### PÁGINA

Os
recentes, constantes e estarrecedores ataques cometidos pelos radicais do
Estado Islâmico, entre os quais a decapitação de 21 cristãos egípcios no último
fim-de-semana, têm levado muita gente, no mundo inteiro, a se perguntar: o que
é que pode ou deve ser feito, afinal de contas, para dar um basta a essas
aberrações?
Vários
países já puseram operações militares em andamento. Grande parte das pessoas
entrevistadas pela televisão ou que se manifestam nas redes sociais não apenas
considera justificada a intervenção militar contra um grupo terrorista capaz de
tamanha selvajaria; muita gente inclusive pede mais esforços concertados para
eliminar os fanáticos que parecem não conhecer piedade alguma, razão alguma e
limite algum.
Diante
de uma ameaça tão brutal e real, volta à tona o conceito de "guerra
justa": em casos tão extremos, o uso da força é uma possibilidade
aceitável ou, mais ainda, é uma obrigação de justiça, voltada a parar o injusto
agressor e a defender os direitos humanos das vítimas cobardemente agredidas?

######
### DADOS FORNECIDOS

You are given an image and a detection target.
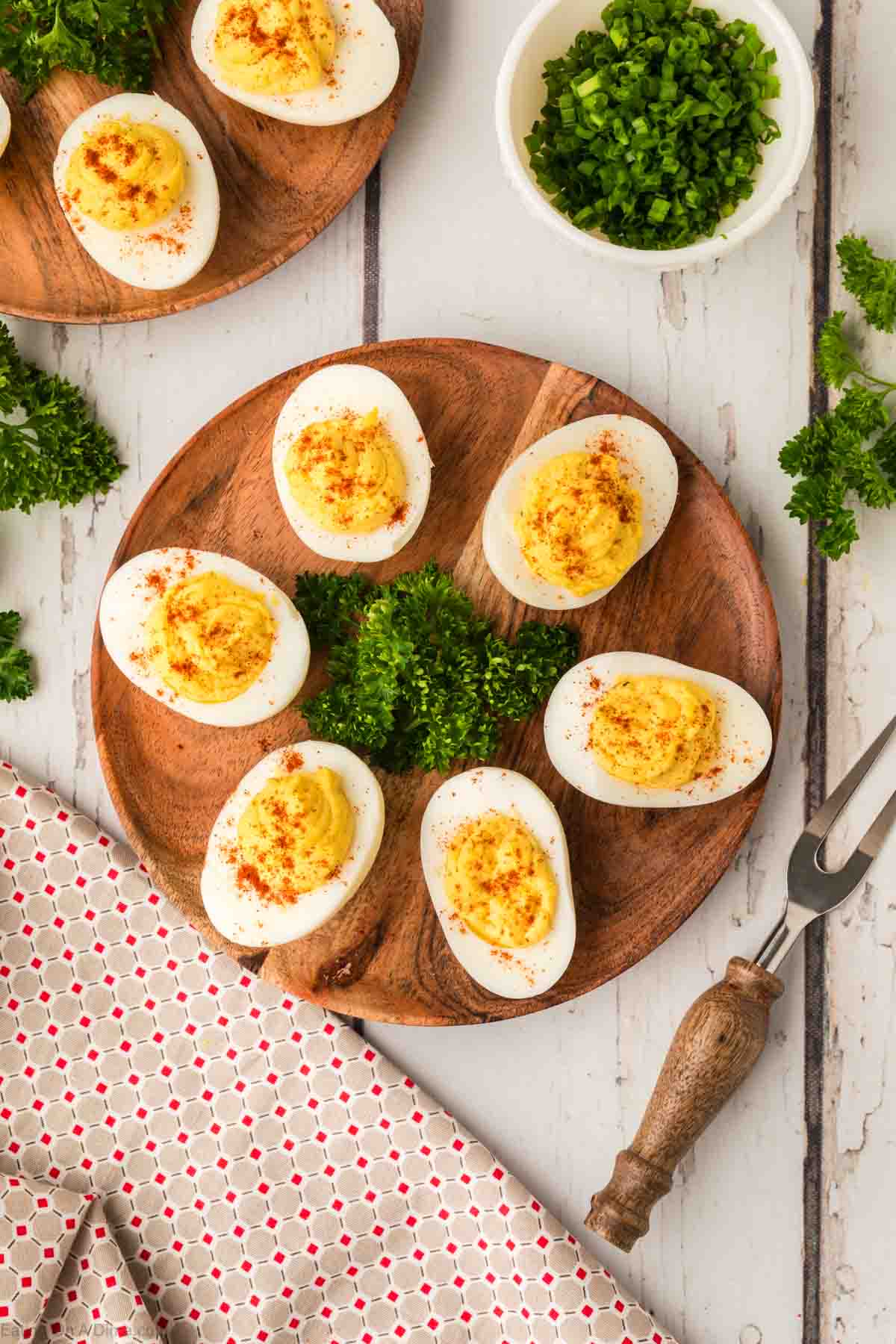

######

*SUAS TAREFAS*
(1) Responda, com base no texto sobre os ataques do Estado Islâmico:
(a) Quantos cristãos egípcios foram decapitados no último fim de semana?
(b) O que vários países já puseram em andamento?
(c) Que conceito volta à tona diante da ameaça?
(2) Resuma em três frases o texto sobre os ataques do Estado Islâmico.
(3) Segundo o texto sobre os ataques do Estado Islâmico, por que muitas pessoas consideram justificada a intervenção militar? Responda em uma ou duas frases.

*RESPOSTAS*
(1)
(a) 21 cristãos egípcios.
(b) Operações militares.
(c) O conceito de "guerra justa".

(2) Os ataques recentes e constantes do Estado Islâmico, entre eles a decapitação de 21 cristãos egípcios, têm levado muita gente a se perguntar o que pode ou deve ser feito para detê-los. Vários países já iniciaram operações militares, e muitas pessoas consideram a intervenção justificada e pedem até mais esforços concertados contra os fanáticos. Diante dessa ameaça, volta à tona o conceito de "guerra justa": em casos extremos, o uso da força seria aceitável ou mesmo uma obrigação de justiça para parar o agressor e defender as vítimas?

(3) Muitas pessoas consideram a intervenção militar justificada porque ela se dirige contra um grupo terrorista capaz de tamanha selvageria. São fanáticos que parecem não conhecer piedade, razão nem limite algum.